• **DATASET CONTENT**
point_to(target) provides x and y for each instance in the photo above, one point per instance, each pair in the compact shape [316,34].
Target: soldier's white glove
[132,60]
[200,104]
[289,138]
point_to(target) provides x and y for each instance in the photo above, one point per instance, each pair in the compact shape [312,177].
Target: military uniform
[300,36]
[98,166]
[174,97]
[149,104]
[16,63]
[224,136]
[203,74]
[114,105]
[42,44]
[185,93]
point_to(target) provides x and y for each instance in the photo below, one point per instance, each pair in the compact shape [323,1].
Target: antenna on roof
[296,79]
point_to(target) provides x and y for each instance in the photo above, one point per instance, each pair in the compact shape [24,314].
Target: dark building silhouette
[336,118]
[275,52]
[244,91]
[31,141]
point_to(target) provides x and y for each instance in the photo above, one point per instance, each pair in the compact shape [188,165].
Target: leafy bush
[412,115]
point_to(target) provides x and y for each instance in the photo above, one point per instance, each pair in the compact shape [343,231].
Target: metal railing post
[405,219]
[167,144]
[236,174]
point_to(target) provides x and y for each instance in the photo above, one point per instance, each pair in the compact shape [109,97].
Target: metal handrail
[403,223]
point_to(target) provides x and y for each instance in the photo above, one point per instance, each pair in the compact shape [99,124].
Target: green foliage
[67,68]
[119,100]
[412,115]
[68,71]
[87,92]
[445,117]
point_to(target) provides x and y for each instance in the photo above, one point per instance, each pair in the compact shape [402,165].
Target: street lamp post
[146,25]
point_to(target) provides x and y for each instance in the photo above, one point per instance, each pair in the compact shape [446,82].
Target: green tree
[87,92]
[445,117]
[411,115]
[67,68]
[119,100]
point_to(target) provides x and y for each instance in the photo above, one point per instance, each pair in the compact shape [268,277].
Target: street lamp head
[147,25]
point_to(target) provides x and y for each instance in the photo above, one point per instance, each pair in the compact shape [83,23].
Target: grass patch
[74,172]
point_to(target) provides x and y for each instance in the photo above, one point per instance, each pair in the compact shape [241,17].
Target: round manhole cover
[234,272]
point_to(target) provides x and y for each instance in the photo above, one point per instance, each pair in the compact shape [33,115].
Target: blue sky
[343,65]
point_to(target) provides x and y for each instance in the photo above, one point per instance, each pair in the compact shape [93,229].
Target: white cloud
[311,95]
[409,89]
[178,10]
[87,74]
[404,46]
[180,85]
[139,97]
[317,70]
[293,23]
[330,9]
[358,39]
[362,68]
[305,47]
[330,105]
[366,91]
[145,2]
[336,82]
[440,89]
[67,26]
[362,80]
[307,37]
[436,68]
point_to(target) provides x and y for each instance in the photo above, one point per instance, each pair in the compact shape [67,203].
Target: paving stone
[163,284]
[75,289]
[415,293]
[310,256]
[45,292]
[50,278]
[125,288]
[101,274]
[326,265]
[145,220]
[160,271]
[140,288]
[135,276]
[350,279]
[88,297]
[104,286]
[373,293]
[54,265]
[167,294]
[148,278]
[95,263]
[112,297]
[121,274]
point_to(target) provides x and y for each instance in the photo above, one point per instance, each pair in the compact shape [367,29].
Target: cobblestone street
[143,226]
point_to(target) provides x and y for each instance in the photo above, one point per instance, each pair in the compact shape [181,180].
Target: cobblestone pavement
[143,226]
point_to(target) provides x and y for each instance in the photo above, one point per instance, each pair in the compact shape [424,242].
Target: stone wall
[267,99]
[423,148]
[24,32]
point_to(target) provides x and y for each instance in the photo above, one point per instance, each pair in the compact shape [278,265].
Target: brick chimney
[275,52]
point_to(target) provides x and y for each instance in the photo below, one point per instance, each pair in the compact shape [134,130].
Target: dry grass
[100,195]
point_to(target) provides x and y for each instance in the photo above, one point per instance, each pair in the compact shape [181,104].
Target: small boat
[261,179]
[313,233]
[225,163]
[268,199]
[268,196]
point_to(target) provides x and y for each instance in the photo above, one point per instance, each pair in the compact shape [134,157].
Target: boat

• **TASK STATEMENT**
Everything from the line containing "compact shape [367,29]." to the last line of the entries above should be quoted exactly, and only that.

• **WRITTEN RESPONSE**
point_to(target) provides x and y for each instance in the photo above, one point per instance, each pair in the compact shape [367,29].
Target: cobblestone street
[143,226]
point_to(target) provides x and y for each instance in the photo above, one point per instance, each pair in the compact shape [181,180].
Target: cobblestone pavement
[143,226]
point_to(target) provides x and y for each instance in the photo above, one point per instance, each pair in the compact shape [424,242].
Target: stone wall
[267,99]
[423,148]
[24,32]
point_to(target) provides x and y for each instance in the photo above, one point per instance, each pair in the compact shape [278,265].
Target: brick chimney
[275,52]
point_to(target) provides x and y for each instance in the photo below, one point per instance, each pair in the compact shape [134,130].
Target: dry grass
[100,195]
point_to(target) provides x and y for each instance in the photo above, one point per instance, each pair in the compact shape [181,104].
Target: small boat
[261,179]
[313,233]
[225,163]
[268,199]
[268,196]
point_to(target) provides x and y for each instance in the photo above, one point per instance, each pair in the compact shape [134,157].
Target: boat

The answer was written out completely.